_TRAVAIL DEMANDÉ_
a – Dans l'entretien ci-dessous, relevez tous les supports sur lesquels, selon Lenka Horňáková-Civade, Europe était autrefois représentée.
b – Recopiez à l'identique le passage de l'entretien ci-dessous qui va de « Depuis longtemps, je » jusqu'à « cherchais : Europe incarnée. ».

_EXTRAIT SOURCE_

___

Cédric Lépine : Pouvez-vous expliquer dans quel contexte l'écriture de cet ouvrage est né ?

Lenka Horňáková-Civade : L'Europe fait partie de moi et moi d'elle. Européenne, je le suis.

Depuis longtemps, je me demandais comment exprimer ce fait clairement, sincèrement, sans artifice.

Le livre Moi, Europe est né des longues conversations que j'ai menées avec elle, une fois l'article qui l'encombrait enlevé. Faire de l'Europe Europe signifie remonter à la source, à sa naissance, à son origine, relire ou réécouter son histoire, son mythe, et surtout, lui donner la parole. L'entendre, l'écouter. Lors de ces discussions elle devenait très concrète.

C'est ce que je cherchais : Europe incarnée.

C. L. : Peut-on voir une évolution chronologique de l'idée d'Europe au fil des pages de la mythologie qui cristallise les désirs initiaux aux volontés politiques du XXe siècle ?

L. H-C. : La première intention était de construire le texte en monologue, c'est-à-dire si la parole est toujours celle d'Europe, son aspect (historique, politique, géographique), son âge et d'autres dispositions changent, évoluent et sont ainsi examinés.

Ce texte n'est pas seulement un monologue, Europe interagit avec les autres, suscite la réflexion et le débat, c'est vivant, ouvert.

Dès le début, il se crée une relation très particulière avec cette jeune fille qui conte son histoire, et en donne une autre et possible version du mythe que nous connaissons.

Et quand je dis "nous connaissons", j'exagère. Elle qui figurait sur des tableaux de tous les grands maîtres et des peintres moins importants, des tapisseries, des objets décoratifs, sur les murs des maisons romaines, sur la vaisselle, elle n'est plus représentée que par les douze étoiles sur un fond bleu. Et de surcroît, ce drapeau agit sur certain comme la cape de toréador sur le taureau.

Milan Kundera a écrit l'Occident kidnappé, et bien je crois que c'est Europe entière qui s'est fait voler son histoire. Ce n'est pas la jeune fille qui est enlevée, c'est son histoire, son récit. On ne la raconte plus, on ne la voit plus, on ne la connaît pas, on ne se connaît plus ou mal.

___

_DONNÉES PRÉSENTÉES_
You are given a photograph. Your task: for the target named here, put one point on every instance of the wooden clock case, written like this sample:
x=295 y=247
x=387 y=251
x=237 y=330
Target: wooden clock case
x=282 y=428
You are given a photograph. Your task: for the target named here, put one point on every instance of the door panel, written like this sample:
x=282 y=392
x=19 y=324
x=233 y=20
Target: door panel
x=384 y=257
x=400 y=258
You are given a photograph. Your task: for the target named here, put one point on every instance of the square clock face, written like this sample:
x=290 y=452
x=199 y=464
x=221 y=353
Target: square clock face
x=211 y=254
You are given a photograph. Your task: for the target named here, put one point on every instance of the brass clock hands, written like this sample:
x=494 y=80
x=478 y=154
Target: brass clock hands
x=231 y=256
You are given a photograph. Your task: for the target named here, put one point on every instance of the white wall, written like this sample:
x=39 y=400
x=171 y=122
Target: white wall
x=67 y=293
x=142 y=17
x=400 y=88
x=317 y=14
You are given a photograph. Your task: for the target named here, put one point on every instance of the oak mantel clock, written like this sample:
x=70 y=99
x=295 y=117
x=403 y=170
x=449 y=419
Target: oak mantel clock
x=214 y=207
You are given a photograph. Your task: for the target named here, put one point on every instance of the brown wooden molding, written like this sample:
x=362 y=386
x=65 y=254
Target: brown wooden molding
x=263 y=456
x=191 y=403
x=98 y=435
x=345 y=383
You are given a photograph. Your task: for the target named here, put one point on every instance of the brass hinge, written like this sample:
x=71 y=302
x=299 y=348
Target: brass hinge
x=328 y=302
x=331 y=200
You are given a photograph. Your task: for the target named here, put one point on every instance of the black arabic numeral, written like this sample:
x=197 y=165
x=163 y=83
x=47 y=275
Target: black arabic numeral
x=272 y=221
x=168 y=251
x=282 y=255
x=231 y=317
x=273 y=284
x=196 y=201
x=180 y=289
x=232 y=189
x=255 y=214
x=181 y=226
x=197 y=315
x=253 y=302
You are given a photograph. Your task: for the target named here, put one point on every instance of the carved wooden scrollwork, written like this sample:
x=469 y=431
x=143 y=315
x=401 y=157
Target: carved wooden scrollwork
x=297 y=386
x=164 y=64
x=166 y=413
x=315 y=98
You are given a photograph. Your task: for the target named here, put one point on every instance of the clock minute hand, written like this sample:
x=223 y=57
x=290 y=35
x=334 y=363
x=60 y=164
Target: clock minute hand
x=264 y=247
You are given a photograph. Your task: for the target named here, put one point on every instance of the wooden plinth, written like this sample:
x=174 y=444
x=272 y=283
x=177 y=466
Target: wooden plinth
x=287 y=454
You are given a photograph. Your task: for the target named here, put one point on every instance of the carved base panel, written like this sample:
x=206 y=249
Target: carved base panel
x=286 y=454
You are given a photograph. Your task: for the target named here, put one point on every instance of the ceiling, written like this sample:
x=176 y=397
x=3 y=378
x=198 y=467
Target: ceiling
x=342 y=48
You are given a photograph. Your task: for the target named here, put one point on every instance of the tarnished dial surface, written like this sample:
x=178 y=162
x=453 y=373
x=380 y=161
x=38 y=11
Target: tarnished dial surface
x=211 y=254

___

_CORRIGÉ DÉTAILLÉ_
a –
- les tableaux
- les tapisseries
- les objets décoratifs
- les murs des maisons romaines
- la vaisselle

b –
Depuis longtemps, je me demandais comment exprimer ce fait clairement, sincèrement, sans artifice.

Le livre Moi, Europe est né des longues conversations que j'ai menées avec elle, une fois l'article qui l'encombrait enlevé. Faire de l'Europe Europe signifie remonter à la source, à sa naissance, à son origine, relire ou réécouter son histoire, son mythe, et surtout, lui donner la parole. L'entendre, l'écouter. Lors de ces discussions elle devenait très concrète.

C'est ce que je cherchais : Europe incarnée.